Zimbabwe’s prime minister has left the country for medical treatment after he was injured in a car crash that killed his wife, state media reported today.
A party official said Morgan Tsvangirai was in Botswana.
State radio and the government-run Sunday Mailsaid Mr Tsvangirai left yesterday soon after being released from the Harare hospital where he had been treated after his car collided Friday with a truck carrying US aid.
The paper quoted MDC spokesman Nelson Chamisa as saying Mr Tsvangirai left after consultations with his family, party and government “for further medical examination and attention just to make sure that we have exercised due diligence. We are not leaving any medical stone unturned”.
Officials of his party refused to say publicly where he had gone, but an official of Mr Tsvangirai’s Movement for Democratic Change said it was neighbouring Botswana, where Mr Tsvangirai spent months last year, fearing for his life in his homeland.
Botswana president Seretse Ian Khama has been one of the few African leaders to openly criticise Zimbabwean president Robert Mugabe, who has ruled Zimbabwe since independence from Britain in 1980 and is accused of destroying its economy and trampling on democratic and human rights.
Mr Tsvangirai was flown to Botswana to recover from the accident and to undergo another medical check-up, but is expected to return to Harare late tomorrow, a senior MDC and government official, who asked not to be named, told Reuters.
Susan Tsvangirai is expected to be buried on Wednesday, a senior MDC and government official said on today.
"The arrangement is that Mrs Tsvangirai will be buried on Wednesday in her rural home of Buhera," he said. A procession commemorating her would be held in Harare on Tuesday.
Mr Tsvangirai, who left hospital in the capital yesterday, has suffered head and neck wounds, but is in stable condition, other officials said.
After a dispute over presidential elections nearly a year ago and months of state-sponsored violence against MDC members and independent political activists, Mr Tsvangirai and Mr Mugabe formed a coalition government last month.
But the union has been rocky from the start. The long history of political violence blamed on Mr Mugabe’s forces — including several assassination attempts on Mr Tsvangirai — is now fuelling speculation Friday’s car crash, in which Susan Tsvangirai (50) was killed, was not an accident.

▸ **Entries provided**:
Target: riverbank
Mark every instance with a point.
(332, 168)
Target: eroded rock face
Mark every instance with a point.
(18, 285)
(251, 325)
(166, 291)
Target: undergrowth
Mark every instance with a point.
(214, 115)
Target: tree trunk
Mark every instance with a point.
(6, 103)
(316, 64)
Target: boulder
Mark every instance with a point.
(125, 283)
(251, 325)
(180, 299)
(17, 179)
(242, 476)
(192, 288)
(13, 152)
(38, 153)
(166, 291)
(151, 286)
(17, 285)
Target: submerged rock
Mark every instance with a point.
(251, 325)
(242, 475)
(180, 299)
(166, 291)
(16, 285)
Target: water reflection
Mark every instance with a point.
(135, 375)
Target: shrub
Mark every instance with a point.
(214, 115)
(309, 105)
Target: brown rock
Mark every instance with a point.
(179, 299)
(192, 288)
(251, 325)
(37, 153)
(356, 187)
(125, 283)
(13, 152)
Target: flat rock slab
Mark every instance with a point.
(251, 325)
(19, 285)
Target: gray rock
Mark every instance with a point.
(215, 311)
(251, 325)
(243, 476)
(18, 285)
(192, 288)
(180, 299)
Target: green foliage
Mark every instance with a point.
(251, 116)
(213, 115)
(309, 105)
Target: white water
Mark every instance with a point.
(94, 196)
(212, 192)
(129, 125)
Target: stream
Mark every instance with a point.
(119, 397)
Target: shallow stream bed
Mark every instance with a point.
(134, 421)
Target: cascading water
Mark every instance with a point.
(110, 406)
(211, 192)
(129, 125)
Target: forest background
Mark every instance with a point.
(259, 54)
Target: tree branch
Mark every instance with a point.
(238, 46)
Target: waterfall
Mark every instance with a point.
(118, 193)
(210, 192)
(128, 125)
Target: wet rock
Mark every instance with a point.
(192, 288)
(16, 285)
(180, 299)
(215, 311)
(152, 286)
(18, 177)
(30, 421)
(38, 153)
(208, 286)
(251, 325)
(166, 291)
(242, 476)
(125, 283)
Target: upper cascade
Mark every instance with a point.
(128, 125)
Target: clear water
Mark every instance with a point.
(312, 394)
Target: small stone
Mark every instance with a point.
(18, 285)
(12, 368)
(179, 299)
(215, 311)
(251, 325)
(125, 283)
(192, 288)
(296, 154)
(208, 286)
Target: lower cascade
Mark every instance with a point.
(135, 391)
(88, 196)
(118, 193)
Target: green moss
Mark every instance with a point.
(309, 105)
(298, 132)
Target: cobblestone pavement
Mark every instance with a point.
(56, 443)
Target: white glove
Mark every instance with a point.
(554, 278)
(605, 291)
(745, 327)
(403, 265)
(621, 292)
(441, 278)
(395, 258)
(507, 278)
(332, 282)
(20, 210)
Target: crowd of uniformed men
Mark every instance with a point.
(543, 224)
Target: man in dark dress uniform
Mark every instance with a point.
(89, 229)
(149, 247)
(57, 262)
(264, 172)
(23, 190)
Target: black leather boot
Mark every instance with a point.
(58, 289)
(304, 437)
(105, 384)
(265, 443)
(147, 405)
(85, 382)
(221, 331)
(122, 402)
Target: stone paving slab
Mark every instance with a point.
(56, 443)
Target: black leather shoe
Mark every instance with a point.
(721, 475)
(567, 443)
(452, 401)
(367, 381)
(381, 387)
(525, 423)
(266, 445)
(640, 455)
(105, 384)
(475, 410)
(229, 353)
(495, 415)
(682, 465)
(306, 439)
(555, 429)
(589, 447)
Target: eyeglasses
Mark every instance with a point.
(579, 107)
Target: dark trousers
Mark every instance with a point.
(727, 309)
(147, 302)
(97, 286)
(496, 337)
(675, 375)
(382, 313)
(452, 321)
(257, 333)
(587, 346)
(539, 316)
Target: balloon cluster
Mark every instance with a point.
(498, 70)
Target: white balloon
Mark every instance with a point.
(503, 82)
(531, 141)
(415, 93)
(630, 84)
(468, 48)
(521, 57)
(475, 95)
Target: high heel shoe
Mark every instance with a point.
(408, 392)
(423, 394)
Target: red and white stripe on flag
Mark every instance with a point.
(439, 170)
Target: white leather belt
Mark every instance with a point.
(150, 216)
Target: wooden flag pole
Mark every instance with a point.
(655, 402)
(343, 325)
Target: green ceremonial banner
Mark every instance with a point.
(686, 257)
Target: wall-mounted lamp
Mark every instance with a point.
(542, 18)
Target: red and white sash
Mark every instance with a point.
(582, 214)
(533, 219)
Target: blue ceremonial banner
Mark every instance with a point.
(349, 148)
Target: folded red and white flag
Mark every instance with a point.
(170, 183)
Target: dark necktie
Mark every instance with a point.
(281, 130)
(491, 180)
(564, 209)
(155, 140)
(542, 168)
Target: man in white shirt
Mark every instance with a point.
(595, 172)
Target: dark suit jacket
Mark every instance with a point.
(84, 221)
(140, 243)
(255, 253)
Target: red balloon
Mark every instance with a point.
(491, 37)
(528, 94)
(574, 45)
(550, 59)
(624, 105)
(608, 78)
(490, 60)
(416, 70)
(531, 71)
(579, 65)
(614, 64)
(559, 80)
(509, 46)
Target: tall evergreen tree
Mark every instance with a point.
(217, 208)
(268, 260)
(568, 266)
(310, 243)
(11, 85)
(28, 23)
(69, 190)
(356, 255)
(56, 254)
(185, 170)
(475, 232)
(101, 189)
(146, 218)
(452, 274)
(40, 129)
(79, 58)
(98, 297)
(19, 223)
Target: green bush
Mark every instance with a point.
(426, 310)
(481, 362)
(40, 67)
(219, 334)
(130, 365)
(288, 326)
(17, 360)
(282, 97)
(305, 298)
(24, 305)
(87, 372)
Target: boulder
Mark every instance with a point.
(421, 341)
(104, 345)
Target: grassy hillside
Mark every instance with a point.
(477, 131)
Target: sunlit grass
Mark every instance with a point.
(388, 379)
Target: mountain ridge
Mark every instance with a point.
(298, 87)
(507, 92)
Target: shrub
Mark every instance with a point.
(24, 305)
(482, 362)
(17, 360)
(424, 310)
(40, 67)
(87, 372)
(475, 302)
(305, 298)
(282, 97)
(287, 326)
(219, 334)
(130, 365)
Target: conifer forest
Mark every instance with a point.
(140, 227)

▸ **Required actions**:
A - Rewrite the part of the news report that opens with the words containing "Mr Tsvangirai was" and closes with "Harare on Tuesday.", changing "Wednesday" to "Thursday".
B - Translate this sentence from the news report into Spanish: "A party official said Morgan Tsvangirai was in Botswana."
Rely only on the news report to complete the tasks.

▸ **Response list**:
A -
Mr Tsvangirai was flown to Botswana to recover from the accident and to undergo another medical check-up, but is expected to return to Harare late tomorrow, a senior MDC and government official, who asked not to be named, told Reuters.
Susan Tsvangirai is expected to be buried on Thursday, a senior MDC and government official said on today.
"The arrangement is that Mrs Tsvangirai will be buried on Thursday in her rural home of Buhera," he said. A procession commemorating her would be held in Harare on Tuesday.

B - Un funcionario del partido dijo que Morgan Tsvangirai estaba en Botsuana.